WHAT YOU WILL DO:
Retype the passage of the photo digitization thread between "[colug-432] Photo digitization" and "aiming at here.", inclusive.

DOCUMENT PASSAGE:
---

[colug-432] Photo digitization recommendations?
jim at rossberry.com
Tue Jan 17 11:22:53 EST 2017
If you have the negatives, negative scanning might be an option as well. My wife worked at Walmart photo for about a year and managed to
scan all of our pre-digital negatives to CD on her lunch breaks.
On Mon, 16 Jan 2017, Rick Hornsby wrote:
> I'll give you my feedback as a photographer, but not necessarily as someone who has tried to come up with a shared/distributed end-to-end
> system like you're aiming at here.
> On January 12, 2017 at 12:32:19, Peter Kukla (fruviad at yahoo.com) wrote:
> Hi COLUGers,
> I have hundreds -- maybe thousands -- of photographs that I'd like to scan. My goal is to digitize the whole batch and distribute them
> to the family members of those in the pictures.
> For the "thousands" volume you're looking at, you won't want a flatbed scanner. It is going to take you freaking forever. Even if you put
> multiple images on the scanner bed at once, you still have to now digitally cut them back into individual photographs.
> You definitely _do_ want a flatbed scanner for old, damaged, or delicate prints that can't be put through an automatic document feeder type
> system. If you use an ADF, make sure it is one designed for photographs. A normal sheet feeder may mangle your one-of-a-kind print.
> Photographers digitizing images will sometimes use an actual camera to photograph the print. This is requires a light box, and is labor
> intensive, but can provide a very high quality result and can reduce the risk to the print.
> With that said, I strongly suggest finding a local vendor that can do the digitizing for you. Unless you just have a lot of time on your
> I have a Linux-based household, so the hardware & software would need to be Linux-friendly. Hence my bugging you guys.
> The project will require a fast scanner, given the number of photos in question. Waiting 2-3 minutes for each scan to complete is
> fine if I only have a few pages to scan, but not for a large project like this.
> You can't do a fast _and_ quality scan of a print photograph with off the shelf gear. Remember that a print is an analog medium with (a
> comparatively) massive resolution. Your best bet, honestly, is to give your prints to a vendor that specializes in digitizing them. From
> there, you can take the digital versions and do whatever you like with them - cataloging, setting metadata, allowing others to set metadata
> through a web UI, etc. You can ask the vendor to provide you the original TIFF images (they're going to be huge files), and then you can use
> something like imagemagick to convert them down to JPEG for the next steps in your process.
> If you decide to do it yourself, you're going to have to be patient and it is going to take a long time to scan them all.
> You can save yourself filesize by converting the TIFFs down to monitor-ready 72dpi JPEGs once they're scanned, but to transfer the analog into
> digital initially, you want as much resolution as your scanner will offer for a color print. If you set the scanner to capture at 72dpi, your
> images will look like garbage. For preserving as much quality as possible, I'd also probably not let the scanner software do the JPEG
> conversion even if it offers that feature.

---

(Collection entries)
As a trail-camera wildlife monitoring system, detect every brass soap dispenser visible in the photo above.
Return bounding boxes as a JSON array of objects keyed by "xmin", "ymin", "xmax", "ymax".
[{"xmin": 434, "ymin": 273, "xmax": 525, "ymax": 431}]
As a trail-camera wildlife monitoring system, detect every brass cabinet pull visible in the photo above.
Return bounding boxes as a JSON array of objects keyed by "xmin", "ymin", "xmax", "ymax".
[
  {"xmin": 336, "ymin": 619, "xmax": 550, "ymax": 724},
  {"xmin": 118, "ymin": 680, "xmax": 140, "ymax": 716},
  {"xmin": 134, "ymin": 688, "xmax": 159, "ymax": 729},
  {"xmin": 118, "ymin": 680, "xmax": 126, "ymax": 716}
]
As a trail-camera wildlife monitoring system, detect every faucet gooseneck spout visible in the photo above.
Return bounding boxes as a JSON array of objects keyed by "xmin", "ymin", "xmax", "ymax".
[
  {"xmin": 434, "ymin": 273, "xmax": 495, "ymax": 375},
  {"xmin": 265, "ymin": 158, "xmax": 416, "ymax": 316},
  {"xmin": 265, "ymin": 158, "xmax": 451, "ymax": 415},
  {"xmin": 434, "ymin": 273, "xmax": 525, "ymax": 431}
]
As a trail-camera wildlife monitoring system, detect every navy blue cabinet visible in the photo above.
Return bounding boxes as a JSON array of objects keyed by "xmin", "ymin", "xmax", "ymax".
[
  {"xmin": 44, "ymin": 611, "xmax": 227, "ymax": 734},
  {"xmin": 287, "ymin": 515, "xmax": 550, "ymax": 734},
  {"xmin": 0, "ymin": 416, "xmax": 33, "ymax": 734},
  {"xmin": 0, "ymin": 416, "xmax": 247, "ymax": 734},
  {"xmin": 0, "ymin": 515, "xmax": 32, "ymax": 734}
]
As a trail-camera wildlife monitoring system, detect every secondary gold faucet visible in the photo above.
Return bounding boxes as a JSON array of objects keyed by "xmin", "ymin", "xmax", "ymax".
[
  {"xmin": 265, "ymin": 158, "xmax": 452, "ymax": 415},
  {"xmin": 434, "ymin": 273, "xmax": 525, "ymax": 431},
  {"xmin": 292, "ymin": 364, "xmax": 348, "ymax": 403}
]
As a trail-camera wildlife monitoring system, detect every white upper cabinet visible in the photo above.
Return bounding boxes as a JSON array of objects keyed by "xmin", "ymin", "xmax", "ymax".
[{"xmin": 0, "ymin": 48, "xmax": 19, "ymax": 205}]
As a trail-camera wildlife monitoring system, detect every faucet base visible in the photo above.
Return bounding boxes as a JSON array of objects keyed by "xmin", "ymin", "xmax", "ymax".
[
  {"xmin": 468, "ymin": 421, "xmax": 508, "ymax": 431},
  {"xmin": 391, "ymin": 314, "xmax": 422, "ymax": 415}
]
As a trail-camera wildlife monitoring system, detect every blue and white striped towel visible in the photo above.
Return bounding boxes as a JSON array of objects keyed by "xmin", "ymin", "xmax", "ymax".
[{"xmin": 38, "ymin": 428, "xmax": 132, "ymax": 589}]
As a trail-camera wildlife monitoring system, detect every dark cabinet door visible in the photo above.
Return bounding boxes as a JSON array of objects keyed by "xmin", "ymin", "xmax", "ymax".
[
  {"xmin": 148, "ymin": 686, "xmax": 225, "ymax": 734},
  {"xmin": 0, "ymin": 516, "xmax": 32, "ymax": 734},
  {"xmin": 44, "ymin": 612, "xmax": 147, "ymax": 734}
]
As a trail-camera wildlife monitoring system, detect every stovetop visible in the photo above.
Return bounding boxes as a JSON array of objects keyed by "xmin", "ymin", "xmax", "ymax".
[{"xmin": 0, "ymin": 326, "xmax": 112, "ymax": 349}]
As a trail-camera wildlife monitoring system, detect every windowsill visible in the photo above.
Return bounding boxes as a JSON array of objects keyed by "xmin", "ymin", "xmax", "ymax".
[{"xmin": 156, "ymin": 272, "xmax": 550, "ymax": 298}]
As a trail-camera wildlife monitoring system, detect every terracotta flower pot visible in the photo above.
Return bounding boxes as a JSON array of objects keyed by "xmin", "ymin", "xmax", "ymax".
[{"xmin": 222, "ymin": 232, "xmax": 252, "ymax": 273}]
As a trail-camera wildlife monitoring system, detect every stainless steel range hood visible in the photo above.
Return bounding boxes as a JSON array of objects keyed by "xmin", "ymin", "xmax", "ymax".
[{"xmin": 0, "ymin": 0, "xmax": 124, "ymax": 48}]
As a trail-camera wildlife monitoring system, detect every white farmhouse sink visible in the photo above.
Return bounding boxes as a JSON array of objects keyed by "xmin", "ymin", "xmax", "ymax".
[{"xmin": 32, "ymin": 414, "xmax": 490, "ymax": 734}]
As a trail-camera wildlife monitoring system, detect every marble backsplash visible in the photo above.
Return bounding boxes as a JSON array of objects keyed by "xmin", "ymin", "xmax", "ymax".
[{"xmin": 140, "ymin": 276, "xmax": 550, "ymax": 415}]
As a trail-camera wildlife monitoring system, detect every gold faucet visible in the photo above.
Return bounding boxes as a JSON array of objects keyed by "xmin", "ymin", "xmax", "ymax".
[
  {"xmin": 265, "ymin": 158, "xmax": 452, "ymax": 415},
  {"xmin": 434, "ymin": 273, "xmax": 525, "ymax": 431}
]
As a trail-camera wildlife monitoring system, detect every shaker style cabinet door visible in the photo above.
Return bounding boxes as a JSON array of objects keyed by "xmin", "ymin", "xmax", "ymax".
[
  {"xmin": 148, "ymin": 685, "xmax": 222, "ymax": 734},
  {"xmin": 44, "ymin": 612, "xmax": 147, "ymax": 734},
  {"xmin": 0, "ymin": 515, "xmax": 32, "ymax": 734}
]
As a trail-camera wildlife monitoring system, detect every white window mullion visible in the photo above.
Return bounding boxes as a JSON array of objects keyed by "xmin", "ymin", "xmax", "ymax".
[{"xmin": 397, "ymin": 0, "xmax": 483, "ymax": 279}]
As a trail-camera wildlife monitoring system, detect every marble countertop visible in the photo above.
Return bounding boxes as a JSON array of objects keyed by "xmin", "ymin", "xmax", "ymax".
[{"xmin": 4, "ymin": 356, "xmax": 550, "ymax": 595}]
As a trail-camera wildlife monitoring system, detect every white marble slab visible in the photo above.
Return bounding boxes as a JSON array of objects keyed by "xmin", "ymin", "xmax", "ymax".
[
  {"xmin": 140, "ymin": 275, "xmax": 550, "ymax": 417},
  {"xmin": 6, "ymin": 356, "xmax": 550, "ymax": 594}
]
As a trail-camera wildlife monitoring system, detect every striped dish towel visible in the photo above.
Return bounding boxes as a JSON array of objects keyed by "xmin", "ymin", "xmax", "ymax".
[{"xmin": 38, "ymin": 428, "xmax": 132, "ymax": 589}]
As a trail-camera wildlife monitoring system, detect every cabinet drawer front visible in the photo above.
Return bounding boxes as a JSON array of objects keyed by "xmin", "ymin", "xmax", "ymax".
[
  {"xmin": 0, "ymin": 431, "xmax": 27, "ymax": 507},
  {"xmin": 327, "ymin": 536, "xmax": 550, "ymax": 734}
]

---

TASK ANSWER:
[colug-432] Photo digitization recommendations?
jim at rossberry.com
Tue Jan 17 11:22:53 EST 2017
If you have the negatives, negative scanning might be an option as well. My wife worked at Walmart photo for about a year and managed to
scan all of our pre-digital negatives to CD on her lunch breaks.
On Mon, 16 Jan 2017, Rick Hornsby wrote:
> I'll give you my feedback as a photographer, but not necessarily as someone who has tried to come up with a shared/distributed end-to-end
> system like you're aiming at here.